§ Task instructions
a - From the text about cashet, pull out the passage from "The core idea: **hash" to "diff, and chain.", copying it word for word.
b - In the text about cashet, which kinds of changes to a function leave its cache valid?
* BEGIN Selected text *
Re-run the script — everything returns instantly from cache. Change one argument and only that step (and downstream) re-runs.

## Why

You already have caches (`functools.lru_cache`, `joblib.Memory`). Here's what's different:

| | lru_cache | joblib.Memory | **cashet** |
|---|---|---|---|
| AST-normalized hashing | No | No | Yes (comments/formatting don't break cache) |
| DAG resolution (chain outputs) | No | No | Yes |
| Content-addressable storage | No | No | Yes (like git blobs) |
| CLI to inspect history | No | No | Yes |
| Diff two runs | No | No | Yes |
| Garbage collection / eviction | No | No | Yes |
| Pluggable serialization | No | No | Yes |
| Explicit cache opt-out | No | Partial | Yes |
| Pluggable store / executor | No | No | Yes |
| Persists across restarts | No | Yes | Yes |

The core idea: **hash the function's AST-normalized source + arguments = unique cache key**. Comments, docstrings, and formatting changes don't invalidate the cache — only semantic changes do. Same function + same args = same result, stored immutably on disk. The result is a git-like blob you can inspect, diff, and chain.
* END Selected text *
* BEGIN Records *
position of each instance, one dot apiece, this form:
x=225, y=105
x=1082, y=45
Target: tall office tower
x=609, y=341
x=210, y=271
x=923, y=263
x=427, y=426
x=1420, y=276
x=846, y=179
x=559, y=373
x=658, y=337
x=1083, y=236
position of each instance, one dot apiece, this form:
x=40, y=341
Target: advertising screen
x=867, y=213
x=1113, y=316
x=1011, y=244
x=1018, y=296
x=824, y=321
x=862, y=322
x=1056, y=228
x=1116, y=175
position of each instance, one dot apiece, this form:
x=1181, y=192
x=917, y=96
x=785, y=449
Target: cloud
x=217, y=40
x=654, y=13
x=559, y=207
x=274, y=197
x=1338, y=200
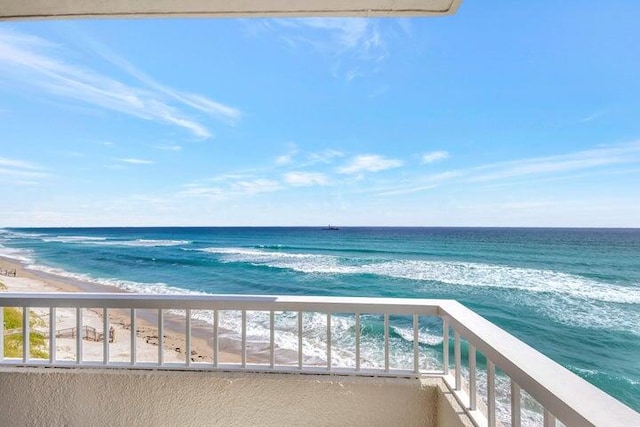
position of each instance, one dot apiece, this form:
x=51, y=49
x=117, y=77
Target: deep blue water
x=573, y=294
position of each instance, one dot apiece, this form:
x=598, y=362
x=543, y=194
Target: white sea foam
x=567, y=298
x=22, y=255
x=72, y=239
x=145, y=243
x=454, y=273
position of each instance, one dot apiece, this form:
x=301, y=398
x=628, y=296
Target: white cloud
x=369, y=163
x=174, y=147
x=18, y=164
x=587, y=159
x=326, y=156
x=305, y=179
x=435, y=156
x=19, y=171
x=255, y=186
x=137, y=161
x=34, y=61
x=352, y=44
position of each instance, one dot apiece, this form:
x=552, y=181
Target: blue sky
x=502, y=115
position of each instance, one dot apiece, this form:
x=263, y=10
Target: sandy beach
x=26, y=280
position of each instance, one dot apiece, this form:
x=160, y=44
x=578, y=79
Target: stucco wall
x=81, y=397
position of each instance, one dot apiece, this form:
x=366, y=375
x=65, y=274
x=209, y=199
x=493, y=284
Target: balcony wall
x=120, y=397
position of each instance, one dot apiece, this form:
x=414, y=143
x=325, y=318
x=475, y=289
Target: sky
x=506, y=114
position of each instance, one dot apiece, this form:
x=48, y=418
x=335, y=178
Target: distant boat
x=329, y=227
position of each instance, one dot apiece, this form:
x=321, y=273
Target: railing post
x=133, y=336
x=79, y=335
x=25, y=334
x=491, y=393
x=272, y=339
x=52, y=335
x=357, y=341
x=160, y=337
x=329, y=341
x=515, y=404
x=457, y=359
x=416, y=345
x=106, y=336
x=300, y=340
x=473, y=390
x=386, y=342
x=244, y=338
x=187, y=337
x=215, y=338
x=445, y=346
x=1, y=334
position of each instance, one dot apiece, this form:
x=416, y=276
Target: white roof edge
x=46, y=9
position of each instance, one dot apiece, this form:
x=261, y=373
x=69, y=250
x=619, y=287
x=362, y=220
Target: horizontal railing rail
x=563, y=395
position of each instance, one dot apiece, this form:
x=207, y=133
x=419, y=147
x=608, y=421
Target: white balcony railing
x=563, y=395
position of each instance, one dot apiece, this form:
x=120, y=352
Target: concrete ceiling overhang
x=60, y=9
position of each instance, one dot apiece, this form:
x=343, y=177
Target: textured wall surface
x=81, y=397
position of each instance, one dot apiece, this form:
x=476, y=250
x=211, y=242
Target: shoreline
x=27, y=280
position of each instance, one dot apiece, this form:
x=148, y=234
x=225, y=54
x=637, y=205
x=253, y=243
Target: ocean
x=573, y=294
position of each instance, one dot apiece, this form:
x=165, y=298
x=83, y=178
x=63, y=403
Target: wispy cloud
x=536, y=170
x=587, y=159
x=326, y=156
x=369, y=163
x=352, y=44
x=173, y=147
x=593, y=116
x=30, y=60
x=305, y=179
x=20, y=170
x=256, y=186
x=133, y=161
x=435, y=156
x=287, y=158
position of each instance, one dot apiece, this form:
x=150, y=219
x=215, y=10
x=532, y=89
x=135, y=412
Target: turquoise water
x=573, y=294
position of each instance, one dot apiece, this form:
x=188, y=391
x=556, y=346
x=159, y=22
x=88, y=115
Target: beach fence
x=8, y=273
x=489, y=350
x=88, y=333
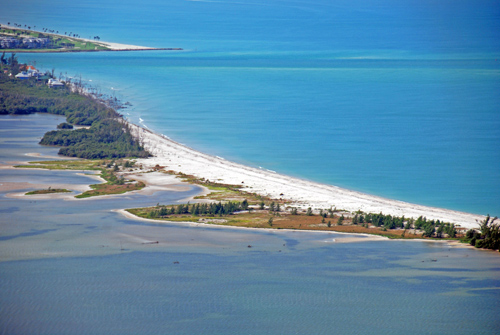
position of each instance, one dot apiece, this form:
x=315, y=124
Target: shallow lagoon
x=75, y=266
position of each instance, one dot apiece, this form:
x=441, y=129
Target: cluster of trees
x=212, y=209
x=107, y=136
x=488, y=236
x=431, y=228
x=47, y=30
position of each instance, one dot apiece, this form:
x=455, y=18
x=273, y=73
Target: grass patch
x=49, y=191
x=107, y=169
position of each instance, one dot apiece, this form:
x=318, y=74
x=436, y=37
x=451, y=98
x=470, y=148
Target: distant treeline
x=107, y=136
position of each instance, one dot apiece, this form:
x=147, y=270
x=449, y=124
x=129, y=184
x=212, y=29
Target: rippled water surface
x=78, y=267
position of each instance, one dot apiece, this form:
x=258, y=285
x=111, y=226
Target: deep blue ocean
x=394, y=98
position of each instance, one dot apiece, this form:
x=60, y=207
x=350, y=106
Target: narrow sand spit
x=301, y=193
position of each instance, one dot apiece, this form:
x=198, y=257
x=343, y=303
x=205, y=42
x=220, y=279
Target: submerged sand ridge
x=301, y=193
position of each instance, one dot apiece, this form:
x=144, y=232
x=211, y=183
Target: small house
x=54, y=83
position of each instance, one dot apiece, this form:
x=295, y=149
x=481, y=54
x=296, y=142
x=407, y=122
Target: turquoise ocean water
x=398, y=98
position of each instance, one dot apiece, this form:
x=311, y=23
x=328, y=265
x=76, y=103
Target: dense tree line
x=107, y=136
x=212, y=209
x=105, y=139
x=488, y=236
x=430, y=228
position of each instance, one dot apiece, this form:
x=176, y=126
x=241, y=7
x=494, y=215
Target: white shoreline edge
x=110, y=45
x=301, y=193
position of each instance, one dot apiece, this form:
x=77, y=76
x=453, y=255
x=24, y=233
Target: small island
x=50, y=190
x=121, y=152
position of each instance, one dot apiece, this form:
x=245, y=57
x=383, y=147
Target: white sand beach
x=110, y=45
x=300, y=193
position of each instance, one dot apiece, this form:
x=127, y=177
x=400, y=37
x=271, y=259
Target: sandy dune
x=301, y=193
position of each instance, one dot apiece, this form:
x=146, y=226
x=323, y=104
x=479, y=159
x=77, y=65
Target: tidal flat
x=78, y=266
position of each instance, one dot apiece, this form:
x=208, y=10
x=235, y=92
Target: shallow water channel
x=79, y=267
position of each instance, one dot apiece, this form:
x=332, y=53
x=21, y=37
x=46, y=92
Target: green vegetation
x=199, y=210
x=488, y=236
x=49, y=191
x=106, y=137
x=108, y=169
x=56, y=42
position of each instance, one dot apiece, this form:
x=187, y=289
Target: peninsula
x=26, y=40
x=252, y=197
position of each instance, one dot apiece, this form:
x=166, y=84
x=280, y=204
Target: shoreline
x=110, y=45
x=300, y=193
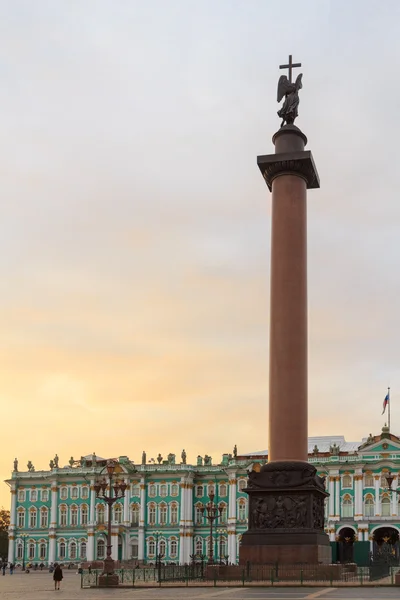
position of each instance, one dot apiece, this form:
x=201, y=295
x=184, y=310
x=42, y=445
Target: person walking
x=57, y=576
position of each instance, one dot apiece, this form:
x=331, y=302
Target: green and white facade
x=55, y=515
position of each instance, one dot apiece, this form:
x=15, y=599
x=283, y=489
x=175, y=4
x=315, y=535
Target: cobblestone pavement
x=40, y=586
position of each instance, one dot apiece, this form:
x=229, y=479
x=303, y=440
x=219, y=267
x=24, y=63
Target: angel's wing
x=283, y=87
x=299, y=83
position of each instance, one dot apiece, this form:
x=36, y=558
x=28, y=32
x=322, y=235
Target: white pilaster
x=377, y=495
x=52, y=547
x=141, y=530
x=114, y=541
x=337, y=495
x=90, y=546
x=92, y=510
x=231, y=527
x=127, y=503
x=393, y=507
x=53, y=510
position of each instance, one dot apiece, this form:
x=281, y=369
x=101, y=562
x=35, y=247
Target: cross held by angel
x=289, y=110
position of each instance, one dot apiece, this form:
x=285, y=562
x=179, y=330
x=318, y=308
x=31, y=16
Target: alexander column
x=286, y=496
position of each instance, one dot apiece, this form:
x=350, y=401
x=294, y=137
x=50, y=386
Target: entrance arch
x=346, y=539
x=385, y=545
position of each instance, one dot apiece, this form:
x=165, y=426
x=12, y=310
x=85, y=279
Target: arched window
x=31, y=550
x=72, y=550
x=174, y=513
x=173, y=551
x=118, y=513
x=134, y=548
x=222, y=547
x=61, y=550
x=152, y=547
x=369, y=480
x=32, y=518
x=152, y=514
x=242, y=510
x=100, y=548
x=199, y=518
x=21, y=517
x=223, y=514
x=84, y=514
x=83, y=550
x=199, y=545
x=385, y=506
x=346, y=481
x=74, y=515
x=44, y=517
x=163, y=514
x=242, y=485
x=347, y=506
x=63, y=515
x=20, y=550
x=135, y=513
x=369, y=506
x=100, y=514
x=222, y=490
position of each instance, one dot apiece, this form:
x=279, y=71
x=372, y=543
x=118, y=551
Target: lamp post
x=23, y=536
x=221, y=531
x=119, y=488
x=211, y=512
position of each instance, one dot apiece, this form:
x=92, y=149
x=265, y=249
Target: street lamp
x=211, y=511
x=221, y=531
x=23, y=536
x=100, y=487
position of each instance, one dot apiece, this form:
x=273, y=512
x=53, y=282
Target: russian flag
x=386, y=402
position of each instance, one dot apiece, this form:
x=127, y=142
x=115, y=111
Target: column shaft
x=288, y=321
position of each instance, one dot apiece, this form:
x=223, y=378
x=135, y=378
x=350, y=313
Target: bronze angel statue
x=288, y=112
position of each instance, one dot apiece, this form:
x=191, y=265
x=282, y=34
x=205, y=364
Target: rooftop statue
x=290, y=90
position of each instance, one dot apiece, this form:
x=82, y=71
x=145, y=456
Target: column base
x=286, y=516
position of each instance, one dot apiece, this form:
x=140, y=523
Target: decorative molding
x=300, y=164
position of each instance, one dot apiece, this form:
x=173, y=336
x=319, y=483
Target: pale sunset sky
x=135, y=229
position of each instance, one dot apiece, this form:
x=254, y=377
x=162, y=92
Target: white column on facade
x=141, y=531
x=53, y=510
x=13, y=521
x=92, y=510
x=377, y=496
x=331, y=512
x=127, y=500
x=337, y=495
x=182, y=523
x=231, y=528
x=393, y=508
x=114, y=541
x=90, y=546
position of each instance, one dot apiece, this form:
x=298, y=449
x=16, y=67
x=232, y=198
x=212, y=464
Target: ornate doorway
x=346, y=539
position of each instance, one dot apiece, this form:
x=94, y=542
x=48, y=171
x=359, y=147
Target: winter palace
* END Records *
§ List of solutions
a -
The core idea: **hash the function's AST-normalized source + arguments = unique cache key**. Comments, docstrings, and formatting changes don't invalidate the cache — only semantic changes do. Same function + same args = same result, stored immutably on disk. The result is a git-like blob you can inspect, diff, and chain.

b - Comments, docstrings, and formatting changes don't invalidate the cache; only semantic changes do.